> _What you should do_: Please update the lines starting with the one that contains "Quickly — is any beige stucco" and going on through the one that contains "[0,225,480,238]", changing "asphalt street" to "paved road" and keeping everything else the same. Return only those lines.

> _Raw data_:
■ ■ ■ ■

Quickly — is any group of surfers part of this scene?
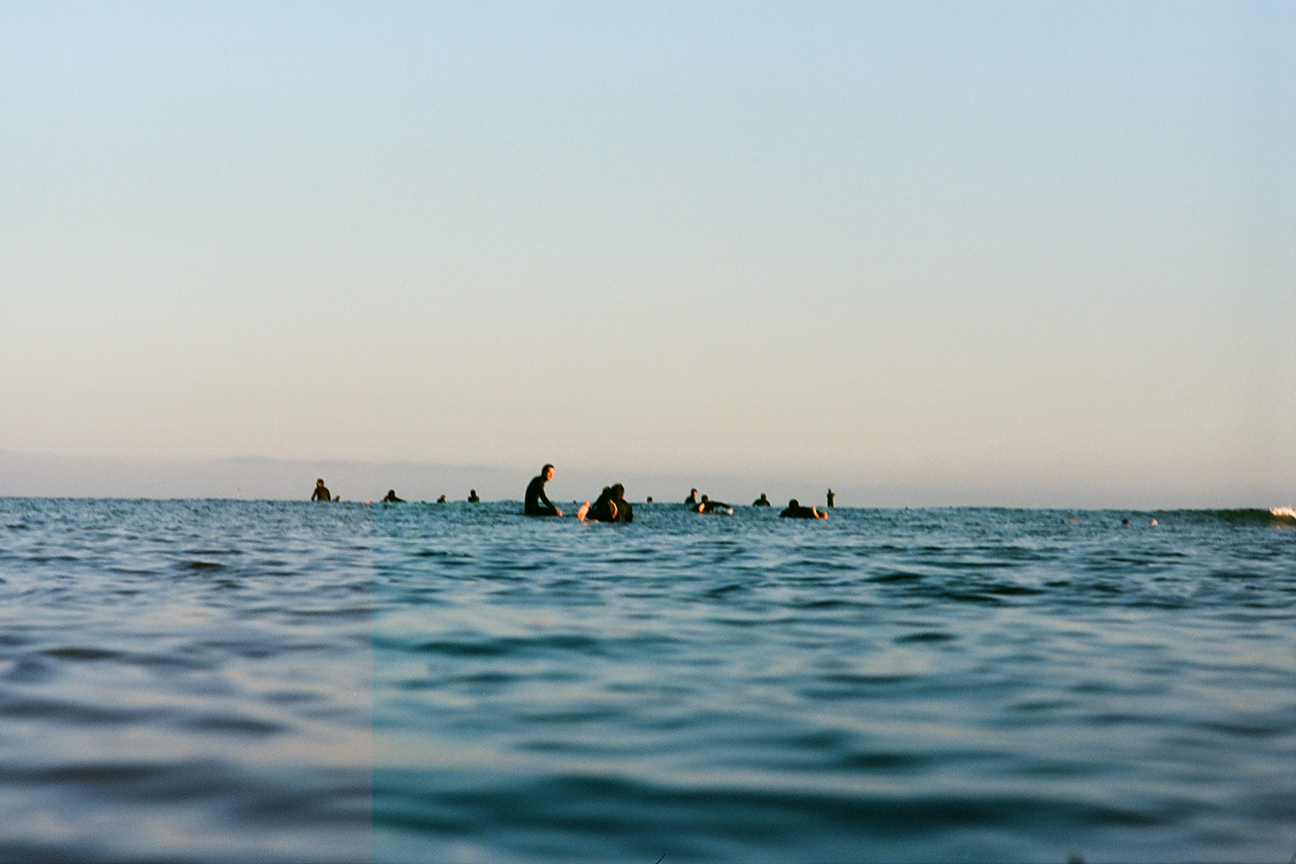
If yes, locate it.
[522,464,836,522]
[311,464,836,522]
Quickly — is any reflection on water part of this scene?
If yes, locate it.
[0,499,373,861]
[375,505,1296,861]
[0,499,1296,863]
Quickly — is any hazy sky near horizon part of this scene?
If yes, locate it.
[0,3,1296,505]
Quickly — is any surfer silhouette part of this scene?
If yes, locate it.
[779,499,828,519]
[575,483,635,522]
[522,464,562,516]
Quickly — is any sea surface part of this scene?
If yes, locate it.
[0,499,1296,864]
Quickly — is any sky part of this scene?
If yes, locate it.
[0,3,1296,506]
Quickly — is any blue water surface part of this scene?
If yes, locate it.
[0,499,1296,864]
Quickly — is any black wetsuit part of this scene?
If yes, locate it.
[584,495,635,522]
[779,505,819,519]
[522,474,559,516]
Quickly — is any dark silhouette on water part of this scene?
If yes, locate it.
[522,464,562,516]
[692,495,734,513]
[779,499,828,519]
[575,483,635,522]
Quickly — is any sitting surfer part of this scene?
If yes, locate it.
[692,495,734,514]
[522,465,562,516]
[779,499,828,519]
[575,483,635,522]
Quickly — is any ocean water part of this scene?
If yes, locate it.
[0,499,1296,864]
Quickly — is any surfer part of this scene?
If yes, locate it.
[692,495,734,514]
[522,464,562,516]
[779,499,828,519]
[575,483,635,522]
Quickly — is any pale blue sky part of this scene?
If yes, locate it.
[0,3,1296,506]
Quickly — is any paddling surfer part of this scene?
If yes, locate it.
[575,483,635,522]
[691,495,734,514]
[779,499,828,519]
[522,465,562,516]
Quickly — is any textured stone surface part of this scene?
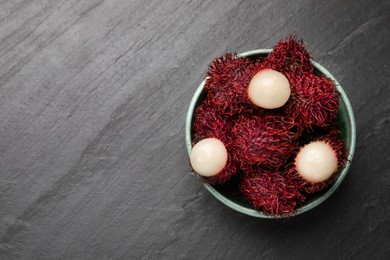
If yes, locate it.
[0,0,390,259]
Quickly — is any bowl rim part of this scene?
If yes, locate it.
[185,49,356,219]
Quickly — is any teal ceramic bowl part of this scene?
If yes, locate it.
[185,49,356,218]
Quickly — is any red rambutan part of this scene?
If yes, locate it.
[232,115,298,168]
[205,53,263,116]
[264,36,313,74]
[240,168,306,216]
[283,73,340,129]
[192,98,233,145]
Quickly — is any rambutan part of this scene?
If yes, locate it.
[192,98,233,145]
[240,168,306,216]
[264,36,313,74]
[232,115,298,168]
[205,53,263,116]
[283,73,340,129]
[192,98,237,184]
[284,133,347,194]
[201,152,238,185]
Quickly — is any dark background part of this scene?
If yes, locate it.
[0,0,390,259]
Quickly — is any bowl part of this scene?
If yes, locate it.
[185,49,356,218]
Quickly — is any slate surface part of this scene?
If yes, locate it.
[0,0,390,259]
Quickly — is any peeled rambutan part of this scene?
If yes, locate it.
[283,73,340,129]
[192,98,237,184]
[232,115,298,168]
[240,168,306,216]
[264,36,313,74]
[284,133,347,194]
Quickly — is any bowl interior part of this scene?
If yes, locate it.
[186,49,356,218]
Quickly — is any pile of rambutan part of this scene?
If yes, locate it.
[192,36,347,217]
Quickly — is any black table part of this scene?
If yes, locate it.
[0,0,390,259]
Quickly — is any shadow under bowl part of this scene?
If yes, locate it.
[185,49,356,218]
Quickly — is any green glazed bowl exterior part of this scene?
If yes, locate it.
[185,49,356,218]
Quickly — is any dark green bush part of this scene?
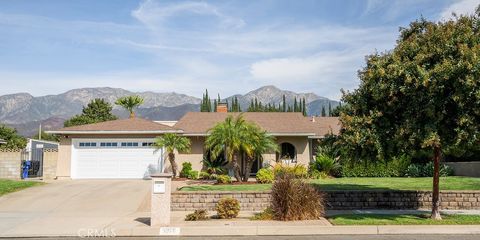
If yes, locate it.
[405,162,453,177]
[187,170,198,180]
[198,171,212,180]
[180,162,192,178]
[273,163,308,178]
[216,198,240,219]
[217,175,232,184]
[342,156,410,177]
[185,209,208,221]
[271,174,325,221]
[256,168,275,183]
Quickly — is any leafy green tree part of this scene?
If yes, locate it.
[0,125,27,149]
[340,8,480,219]
[155,133,191,178]
[242,123,279,182]
[63,98,117,127]
[115,95,144,118]
[205,115,252,181]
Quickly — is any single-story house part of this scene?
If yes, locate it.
[49,105,340,179]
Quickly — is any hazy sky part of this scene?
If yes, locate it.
[0,0,480,99]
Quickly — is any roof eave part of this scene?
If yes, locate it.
[46,130,183,135]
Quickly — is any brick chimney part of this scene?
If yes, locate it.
[217,103,228,112]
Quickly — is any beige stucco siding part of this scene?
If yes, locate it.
[262,136,311,167]
[57,137,72,178]
[173,137,205,172]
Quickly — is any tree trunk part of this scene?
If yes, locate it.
[431,146,442,220]
[232,154,242,182]
[168,152,177,178]
[242,158,255,182]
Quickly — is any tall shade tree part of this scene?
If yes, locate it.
[115,95,143,118]
[155,133,191,178]
[205,115,252,182]
[63,98,117,127]
[0,124,27,149]
[340,9,480,220]
[242,124,279,182]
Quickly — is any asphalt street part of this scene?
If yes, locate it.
[11,234,480,240]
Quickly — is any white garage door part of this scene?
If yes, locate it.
[72,139,162,179]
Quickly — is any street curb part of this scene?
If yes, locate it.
[0,225,480,238]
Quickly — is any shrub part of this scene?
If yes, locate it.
[256,168,275,183]
[273,163,308,178]
[198,171,211,180]
[271,174,325,221]
[342,156,410,177]
[180,162,192,178]
[185,209,208,221]
[217,175,232,184]
[216,198,240,219]
[405,162,453,177]
[187,170,198,180]
[250,207,273,221]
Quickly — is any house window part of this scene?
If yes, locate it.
[277,142,297,162]
[122,142,138,147]
[100,142,117,147]
[78,142,97,147]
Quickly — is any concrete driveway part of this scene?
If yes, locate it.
[0,180,151,237]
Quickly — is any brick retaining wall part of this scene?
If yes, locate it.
[172,190,480,211]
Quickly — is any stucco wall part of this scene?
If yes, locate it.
[173,137,205,172]
[57,137,72,178]
[0,149,22,179]
[262,137,311,166]
[43,148,58,179]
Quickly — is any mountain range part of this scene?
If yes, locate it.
[0,86,339,136]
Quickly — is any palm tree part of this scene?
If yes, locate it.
[115,95,143,118]
[155,133,191,178]
[242,124,279,182]
[205,115,252,181]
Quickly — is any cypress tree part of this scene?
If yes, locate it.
[328,102,332,117]
[302,98,307,116]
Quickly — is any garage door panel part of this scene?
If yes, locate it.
[72,140,161,178]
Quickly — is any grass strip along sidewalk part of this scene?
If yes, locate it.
[0,179,43,196]
[181,177,480,191]
[328,214,480,225]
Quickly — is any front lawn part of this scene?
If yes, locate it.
[181,177,480,191]
[328,214,480,225]
[0,179,42,196]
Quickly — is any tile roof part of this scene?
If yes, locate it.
[174,112,340,136]
[50,118,175,132]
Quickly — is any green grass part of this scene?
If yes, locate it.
[0,179,43,196]
[181,177,480,191]
[328,214,480,225]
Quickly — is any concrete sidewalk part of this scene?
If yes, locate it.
[0,212,480,237]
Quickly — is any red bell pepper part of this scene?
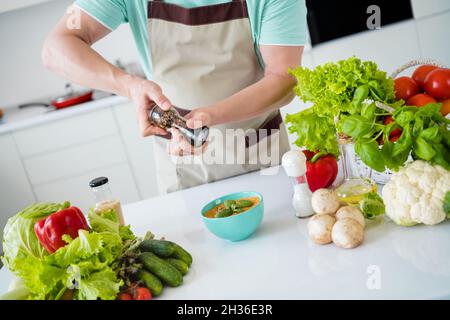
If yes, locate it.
[303,150,338,192]
[34,207,89,253]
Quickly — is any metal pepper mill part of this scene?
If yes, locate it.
[149,105,209,148]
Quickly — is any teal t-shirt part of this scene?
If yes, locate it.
[75,0,307,79]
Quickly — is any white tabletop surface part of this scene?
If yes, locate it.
[0,96,128,135]
[0,170,450,299]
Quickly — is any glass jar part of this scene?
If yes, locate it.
[336,135,378,204]
[291,176,314,219]
[89,177,125,225]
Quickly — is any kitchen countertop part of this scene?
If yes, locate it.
[0,96,128,135]
[0,168,450,299]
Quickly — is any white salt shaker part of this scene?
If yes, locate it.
[281,150,314,218]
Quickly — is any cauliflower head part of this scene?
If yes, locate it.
[382,160,450,226]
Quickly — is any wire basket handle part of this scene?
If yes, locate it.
[391,58,447,79]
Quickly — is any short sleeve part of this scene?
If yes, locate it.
[74,0,128,30]
[259,0,307,46]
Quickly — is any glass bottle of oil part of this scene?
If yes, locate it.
[336,136,378,205]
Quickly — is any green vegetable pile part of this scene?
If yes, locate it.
[286,57,395,157]
[215,199,253,218]
[340,104,450,171]
[286,57,450,172]
[3,202,134,300]
[114,232,192,297]
[3,202,192,300]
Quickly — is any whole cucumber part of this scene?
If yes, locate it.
[165,258,189,276]
[139,239,175,258]
[171,243,192,266]
[137,269,163,296]
[139,252,183,287]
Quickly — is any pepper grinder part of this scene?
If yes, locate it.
[281,150,314,218]
[149,105,209,148]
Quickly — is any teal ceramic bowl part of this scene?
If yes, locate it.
[202,192,264,241]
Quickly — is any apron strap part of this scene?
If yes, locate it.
[154,106,283,148]
[147,0,249,26]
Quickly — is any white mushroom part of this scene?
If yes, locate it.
[331,218,364,249]
[336,206,366,228]
[308,214,336,244]
[311,189,340,214]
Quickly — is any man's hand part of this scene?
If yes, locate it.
[127,78,172,137]
[168,129,208,157]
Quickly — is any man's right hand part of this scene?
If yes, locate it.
[127,78,172,137]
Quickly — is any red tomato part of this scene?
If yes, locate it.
[389,133,402,142]
[406,93,437,107]
[119,292,133,300]
[424,69,450,99]
[395,77,420,101]
[134,287,153,300]
[441,99,450,117]
[412,65,438,89]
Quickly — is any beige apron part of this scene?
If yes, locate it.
[148,0,289,194]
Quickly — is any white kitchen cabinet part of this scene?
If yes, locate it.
[280,51,315,149]
[113,102,158,199]
[0,0,53,13]
[0,135,36,239]
[411,0,450,19]
[417,10,450,66]
[312,20,422,73]
[24,135,127,186]
[34,163,140,213]
[14,108,118,157]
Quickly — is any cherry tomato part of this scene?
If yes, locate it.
[384,116,394,126]
[441,99,450,117]
[389,133,402,142]
[412,65,439,89]
[381,116,403,142]
[406,93,437,107]
[133,287,153,300]
[424,69,450,99]
[119,292,133,300]
[395,77,420,101]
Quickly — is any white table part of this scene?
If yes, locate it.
[0,170,450,299]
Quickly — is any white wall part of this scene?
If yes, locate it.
[282,0,450,149]
[0,0,138,107]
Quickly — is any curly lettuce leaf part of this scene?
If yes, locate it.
[359,192,386,220]
[290,57,395,119]
[286,57,395,157]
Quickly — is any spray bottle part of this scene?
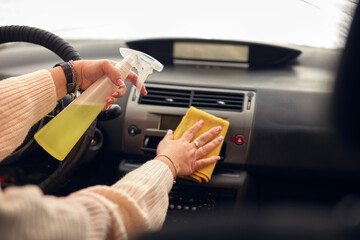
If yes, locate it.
[34,48,163,161]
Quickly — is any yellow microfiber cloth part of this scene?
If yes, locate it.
[174,107,229,183]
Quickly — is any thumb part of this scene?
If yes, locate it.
[164,129,174,140]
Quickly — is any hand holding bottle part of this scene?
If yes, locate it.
[50,60,147,109]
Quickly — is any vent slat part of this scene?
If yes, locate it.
[139,87,244,112]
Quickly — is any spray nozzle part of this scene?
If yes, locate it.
[120,48,164,94]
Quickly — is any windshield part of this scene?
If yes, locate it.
[0,0,357,48]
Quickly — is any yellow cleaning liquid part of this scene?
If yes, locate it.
[34,103,104,160]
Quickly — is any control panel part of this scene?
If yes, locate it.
[121,83,256,164]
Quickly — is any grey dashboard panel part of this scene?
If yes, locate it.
[121,83,256,164]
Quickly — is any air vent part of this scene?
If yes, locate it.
[139,86,244,112]
[191,91,244,112]
[139,87,191,107]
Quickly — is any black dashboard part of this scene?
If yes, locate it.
[0,37,360,223]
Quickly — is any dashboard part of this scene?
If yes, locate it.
[0,36,360,227]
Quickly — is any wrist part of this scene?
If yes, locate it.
[154,154,178,183]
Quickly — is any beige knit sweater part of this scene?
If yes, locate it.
[0,70,172,240]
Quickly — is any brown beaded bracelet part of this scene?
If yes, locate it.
[54,60,78,97]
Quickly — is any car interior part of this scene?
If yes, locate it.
[0,0,360,239]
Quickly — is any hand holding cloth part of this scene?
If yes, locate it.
[174,107,229,183]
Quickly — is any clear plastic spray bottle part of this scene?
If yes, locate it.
[34,48,163,160]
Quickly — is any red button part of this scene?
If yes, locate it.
[230,134,245,145]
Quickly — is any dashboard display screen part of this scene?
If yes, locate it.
[160,115,182,130]
[173,42,249,63]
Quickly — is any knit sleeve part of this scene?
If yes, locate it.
[0,70,57,161]
[0,160,172,239]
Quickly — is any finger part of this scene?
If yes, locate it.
[196,136,224,159]
[163,129,174,140]
[111,85,127,98]
[181,120,204,142]
[195,126,221,146]
[101,60,122,85]
[125,72,147,95]
[105,96,117,104]
[194,156,220,170]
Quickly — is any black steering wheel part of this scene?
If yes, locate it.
[0,26,96,194]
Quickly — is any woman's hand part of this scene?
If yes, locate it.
[155,120,224,177]
[49,60,147,109]
[74,60,147,109]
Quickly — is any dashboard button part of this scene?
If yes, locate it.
[230,134,245,145]
[128,125,141,136]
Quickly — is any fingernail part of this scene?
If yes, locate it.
[216,125,221,132]
[117,79,125,87]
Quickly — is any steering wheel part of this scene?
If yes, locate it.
[0,26,96,194]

■ ■ ■ ■

> _The output_:
Quickly — is any beige stucco siding part of this scene?
If yes, locate it.
[262,136,311,167]
[57,137,72,178]
[173,137,205,172]
Quickly — is any tree trunk part of this scene?
If yes, locate it.
[431,146,442,220]
[232,154,242,182]
[168,152,177,178]
[242,158,255,182]
Quickly — is any tall shade tree part of this scene?
If yes, locate it.
[115,95,143,118]
[155,133,191,178]
[205,115,252,182]
[63,98,117,127]
[0,124,27,149]
[340,9,480,220]
[242,124,279,182]
Quickly — is any paved road part of this scene?
If yes, locate it.
[11,234,480,240]
Quickly — is any white garage door part of this scene?
If yes, locate it.
[72,139,162,179]
Quickly — is any street curb part of this scene?
If yes, locate it.
[0,225,480,238]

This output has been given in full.